• _Trecho do documento_:
---
Ipsis Litteris

Revisão de textos



domingo, 21 de novembro de 2010

Sartre explica

Assisti ontem ao documentário Chico Buarque – Vai Passar. Sou louco por Chico. Amo aquelas músicas que cantam a alma feminina.

E ouvir um artista falar de sua própria obra é sempre revelador e, por vezes, desconcertante, pelo menos para os estudiosos da sua obra. No referido documentário, Chico, entre outras coisas, afirma que Apesar de você não foi endereçada a Emílio Garrastazu Médici, presidente do Brasil entre 1969 e 1974; e, respondendo ao questionamento de um estudante, nega que sua obra musical seja cronologicamente divisível em poética e engajada.

A partir de considerações como estas, um sem-número de teorias e estudos perdem seu fundamento, mas não sua legitimidade enquanto possibilidade de interpretação, pois, como sustenta Sartre, em O que é literatura, o objeto literário, segundo Sartre, é como um pião que somente existe enquanto em movimento.
---
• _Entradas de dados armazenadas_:
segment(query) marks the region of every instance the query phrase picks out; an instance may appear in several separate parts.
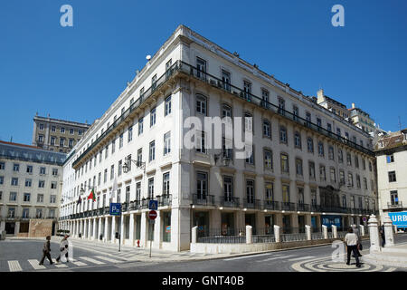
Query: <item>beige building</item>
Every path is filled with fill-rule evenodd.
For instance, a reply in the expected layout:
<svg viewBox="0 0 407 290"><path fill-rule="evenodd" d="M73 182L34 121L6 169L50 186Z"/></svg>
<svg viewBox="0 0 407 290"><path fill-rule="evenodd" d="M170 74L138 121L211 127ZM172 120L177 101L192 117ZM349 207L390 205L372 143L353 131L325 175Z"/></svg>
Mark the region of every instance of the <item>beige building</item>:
---
Transcreva, por favor, o trecho do texto sobre o documentário de Chico Buarque que vai de "domingo, 21 de" até "poética e engajada.".

• _Resposta_:
domingo, 21 de novembro de 2010

Sartre explica

Assisti ontem ao documentário Chico Buarque – Vai Passar. Sou louco por Chico. Amo aquelas músicas que cantam a alma feminina.

E ouvir um artista falar de sua própria obra é sempre revelador e, por vezes, desconcertante, pelo menos para os estudiosos da sua obra. No referido documentário, Chico, entre outras coisas, afirma que Apesar de você não foi endereçada a Emílio Garrastazu Médici, presidente do Brasil entre 1969 e 1974; e, respondendo ao questionamento de um estudante, nega que sua obra musical seja cronologicamente divisível em poética e engajada.